What is asked :: Convert everything in the listing from the line containing "Expected: one pin per instance of the street" down to and including the line containing "Query: street lamp" into a Markdown table. Use a Row column for the number and a Line column for the text, and skip any blank lines.

Record extracts ::
□ □ □
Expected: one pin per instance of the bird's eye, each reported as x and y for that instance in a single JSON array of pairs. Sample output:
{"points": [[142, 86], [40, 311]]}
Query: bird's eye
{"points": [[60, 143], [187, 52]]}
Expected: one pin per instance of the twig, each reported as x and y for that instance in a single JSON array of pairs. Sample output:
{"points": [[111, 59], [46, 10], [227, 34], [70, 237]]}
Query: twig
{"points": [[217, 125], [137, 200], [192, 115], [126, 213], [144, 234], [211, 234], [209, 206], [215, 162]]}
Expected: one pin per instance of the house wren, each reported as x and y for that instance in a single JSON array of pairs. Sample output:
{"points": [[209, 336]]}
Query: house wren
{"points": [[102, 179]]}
□ □ □
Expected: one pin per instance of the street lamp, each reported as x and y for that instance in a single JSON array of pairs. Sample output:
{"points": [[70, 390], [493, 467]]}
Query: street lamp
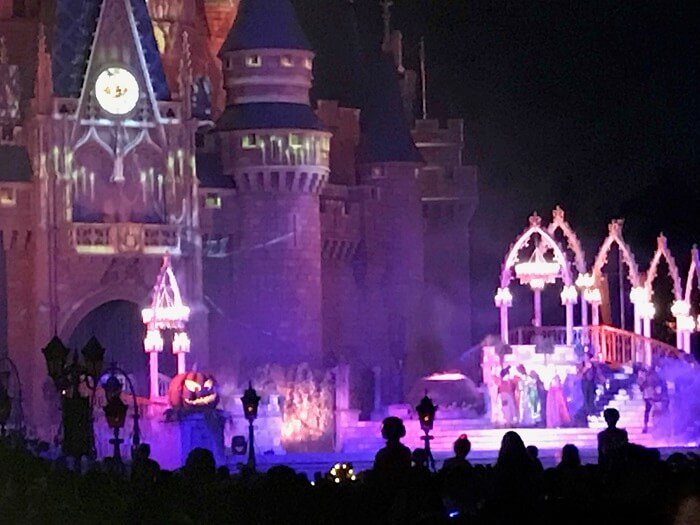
□ □ □
Task output ::
| Row | Line |
|---|---|
| 1 | Expected: one pin per instance of the street lamp, each reported as x and y for that instance in a single JSON array of pairs. Sample output: |
| 2 | {"points": [[70, 390], [493, 467]]} |
| 3 | Query: street lamp |